### What is required
Look for "of the snow-covered" in the listing below, then copy exactly the line it appears in and all lines after it to the end, and nothing more.

### Source records

"""

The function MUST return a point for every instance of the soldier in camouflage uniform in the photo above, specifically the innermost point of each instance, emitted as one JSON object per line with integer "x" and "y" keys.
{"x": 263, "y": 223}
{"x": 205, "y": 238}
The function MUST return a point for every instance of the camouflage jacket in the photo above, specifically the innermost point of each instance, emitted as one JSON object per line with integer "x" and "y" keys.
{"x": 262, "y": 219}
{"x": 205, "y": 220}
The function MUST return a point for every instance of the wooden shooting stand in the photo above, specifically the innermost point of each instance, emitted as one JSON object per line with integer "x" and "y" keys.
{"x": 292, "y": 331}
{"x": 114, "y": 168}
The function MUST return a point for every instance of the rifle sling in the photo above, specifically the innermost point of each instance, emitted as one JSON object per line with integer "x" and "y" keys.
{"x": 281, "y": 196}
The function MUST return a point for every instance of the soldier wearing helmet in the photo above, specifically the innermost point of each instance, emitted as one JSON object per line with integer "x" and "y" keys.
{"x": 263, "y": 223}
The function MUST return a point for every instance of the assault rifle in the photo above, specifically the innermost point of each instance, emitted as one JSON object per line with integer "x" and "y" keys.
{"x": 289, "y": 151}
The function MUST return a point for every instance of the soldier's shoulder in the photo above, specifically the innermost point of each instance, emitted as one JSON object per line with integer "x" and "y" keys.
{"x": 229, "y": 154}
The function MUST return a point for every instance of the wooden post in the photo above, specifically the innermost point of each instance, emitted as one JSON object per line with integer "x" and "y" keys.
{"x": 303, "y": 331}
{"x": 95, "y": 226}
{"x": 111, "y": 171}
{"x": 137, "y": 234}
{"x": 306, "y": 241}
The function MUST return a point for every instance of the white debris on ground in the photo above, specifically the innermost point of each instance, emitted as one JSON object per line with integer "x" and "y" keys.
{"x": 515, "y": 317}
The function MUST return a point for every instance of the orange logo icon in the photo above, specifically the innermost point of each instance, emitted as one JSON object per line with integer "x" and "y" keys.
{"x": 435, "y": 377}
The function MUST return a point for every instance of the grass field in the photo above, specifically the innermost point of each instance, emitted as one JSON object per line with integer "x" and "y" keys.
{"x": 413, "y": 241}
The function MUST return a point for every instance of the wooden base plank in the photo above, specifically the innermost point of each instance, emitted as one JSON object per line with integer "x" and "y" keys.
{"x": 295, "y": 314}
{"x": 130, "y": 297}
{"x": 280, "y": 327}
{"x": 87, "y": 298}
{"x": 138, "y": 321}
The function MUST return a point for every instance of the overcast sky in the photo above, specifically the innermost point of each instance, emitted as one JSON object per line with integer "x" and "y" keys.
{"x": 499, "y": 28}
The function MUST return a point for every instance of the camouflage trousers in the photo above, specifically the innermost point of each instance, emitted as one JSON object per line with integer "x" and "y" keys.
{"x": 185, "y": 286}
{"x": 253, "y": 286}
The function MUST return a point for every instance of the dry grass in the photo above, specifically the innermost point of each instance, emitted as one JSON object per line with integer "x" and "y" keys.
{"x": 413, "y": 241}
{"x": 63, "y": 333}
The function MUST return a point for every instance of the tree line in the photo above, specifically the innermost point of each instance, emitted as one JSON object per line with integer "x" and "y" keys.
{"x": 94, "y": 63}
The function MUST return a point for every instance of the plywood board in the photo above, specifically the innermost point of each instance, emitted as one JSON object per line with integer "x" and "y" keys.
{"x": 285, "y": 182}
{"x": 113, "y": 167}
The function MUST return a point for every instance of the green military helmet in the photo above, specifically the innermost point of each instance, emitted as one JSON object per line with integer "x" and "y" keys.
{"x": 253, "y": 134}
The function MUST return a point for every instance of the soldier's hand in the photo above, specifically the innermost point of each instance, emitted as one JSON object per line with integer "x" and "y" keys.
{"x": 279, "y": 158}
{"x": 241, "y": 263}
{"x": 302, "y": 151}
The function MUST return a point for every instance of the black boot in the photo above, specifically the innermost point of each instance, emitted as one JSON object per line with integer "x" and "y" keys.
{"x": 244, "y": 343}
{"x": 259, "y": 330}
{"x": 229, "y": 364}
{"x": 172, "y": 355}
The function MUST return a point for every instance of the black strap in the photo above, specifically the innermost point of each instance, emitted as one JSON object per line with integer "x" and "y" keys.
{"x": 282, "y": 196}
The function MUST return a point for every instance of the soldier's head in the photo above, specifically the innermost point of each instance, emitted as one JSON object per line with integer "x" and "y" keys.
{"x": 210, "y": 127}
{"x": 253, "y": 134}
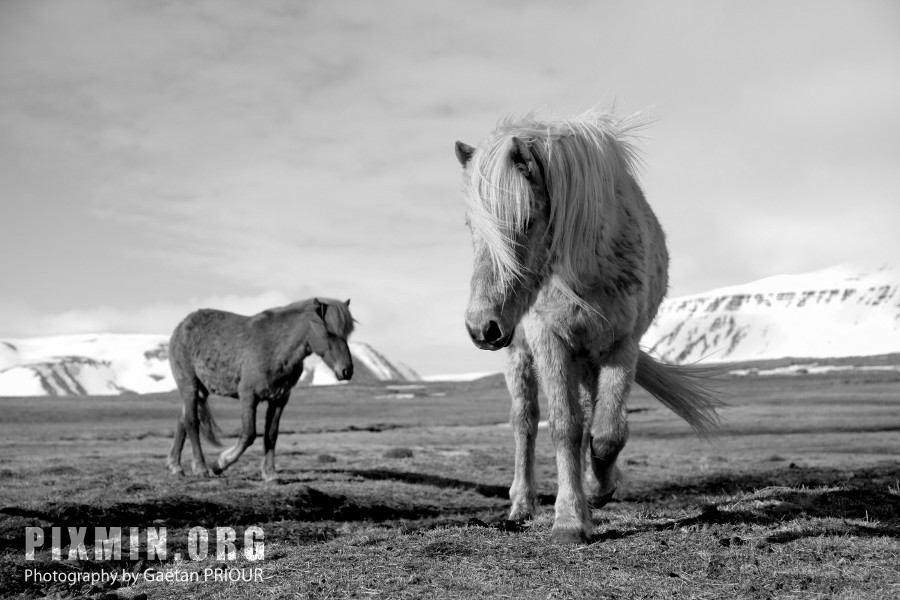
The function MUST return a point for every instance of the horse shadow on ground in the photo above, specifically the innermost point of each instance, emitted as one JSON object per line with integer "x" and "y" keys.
{"x": 796, "y": 502}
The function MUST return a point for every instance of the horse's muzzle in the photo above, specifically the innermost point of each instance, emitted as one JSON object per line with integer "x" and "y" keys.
{"x": 489, "y": 335}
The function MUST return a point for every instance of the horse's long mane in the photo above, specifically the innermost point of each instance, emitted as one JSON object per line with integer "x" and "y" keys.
{"x": 583, "y": 161}
{"x": 338, "y": 320}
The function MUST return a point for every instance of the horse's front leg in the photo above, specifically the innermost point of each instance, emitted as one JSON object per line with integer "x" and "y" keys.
{"x": 609, "y": 427}
{"x": 524, "y": 416}
{"x": 560, "y": 383}
{"x": 189, "y": 426}
{"x": 270, "y": 436}
{"x": 248, "y": 432}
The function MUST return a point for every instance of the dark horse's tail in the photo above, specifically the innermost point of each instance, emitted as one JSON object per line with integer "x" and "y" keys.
{"x": 685, "y": 389}
{"x": 208, "y": 427}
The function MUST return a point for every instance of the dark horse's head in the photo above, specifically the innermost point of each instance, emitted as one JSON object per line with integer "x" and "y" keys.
{"x": 508, "y": 213}
{"x": 330, "y": 324}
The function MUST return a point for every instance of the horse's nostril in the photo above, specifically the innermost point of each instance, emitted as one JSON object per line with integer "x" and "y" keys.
{"x": 493, "y": 332}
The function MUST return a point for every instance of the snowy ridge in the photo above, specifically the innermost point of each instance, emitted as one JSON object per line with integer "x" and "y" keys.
{"x": 841, "y": 311}
{"x": 111, "y": 364}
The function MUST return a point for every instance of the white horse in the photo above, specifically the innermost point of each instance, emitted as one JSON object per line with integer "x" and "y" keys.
{"x": 570, "y": 268}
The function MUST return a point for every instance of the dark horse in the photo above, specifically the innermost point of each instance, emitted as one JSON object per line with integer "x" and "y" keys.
{"x": 254, "y": 359}
{"x": 570, "y": 268}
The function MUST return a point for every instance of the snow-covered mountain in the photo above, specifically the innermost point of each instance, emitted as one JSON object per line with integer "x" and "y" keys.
{"x": 836, "y": 312}
{"x": 109, "y": 364}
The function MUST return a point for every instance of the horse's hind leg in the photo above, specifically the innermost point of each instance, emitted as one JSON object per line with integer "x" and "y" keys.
{"x": 609, "y": 427}
{"x": 273, "y": 417}
{"x": 248, "y": 432}
{"x": 173, "y": 463}
{"x": 524, "y": 416}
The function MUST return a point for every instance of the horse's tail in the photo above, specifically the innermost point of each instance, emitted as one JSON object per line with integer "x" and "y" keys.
{"x": 208, "y": 427}
{"x": 684, "y": 389}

"""

### Exercise response
The function MUST return a point for every instance of the snow-covered mountain in the photo above, specifically the innermost point of each instance, emitted as one JSON object per line with integer "x" and "y" keys.
{"x": 836, "y": 312}
{"x": 109, "y": 364}
The function MUST return a point for every instance of the horse's hind leg in the photo above, specifically the innermost point of each instance, emitted as one JSON object per line with integer "x" and "y" keys.
{"x": 609, "y": 427}
{"x": 273, "y": 417}
{"x": 248, "y": 432}
{"x": 173, "y": 463}
{"x": 524, "y": 416}
The function MUST return a point for every instance of the horse's tail in the photo above, specifically the innermost point of each instance, emitted as one JSON object per line with integer "x" and "y" keys.
{"x": 208, "y": 427}
{"x": 684, "y": 389}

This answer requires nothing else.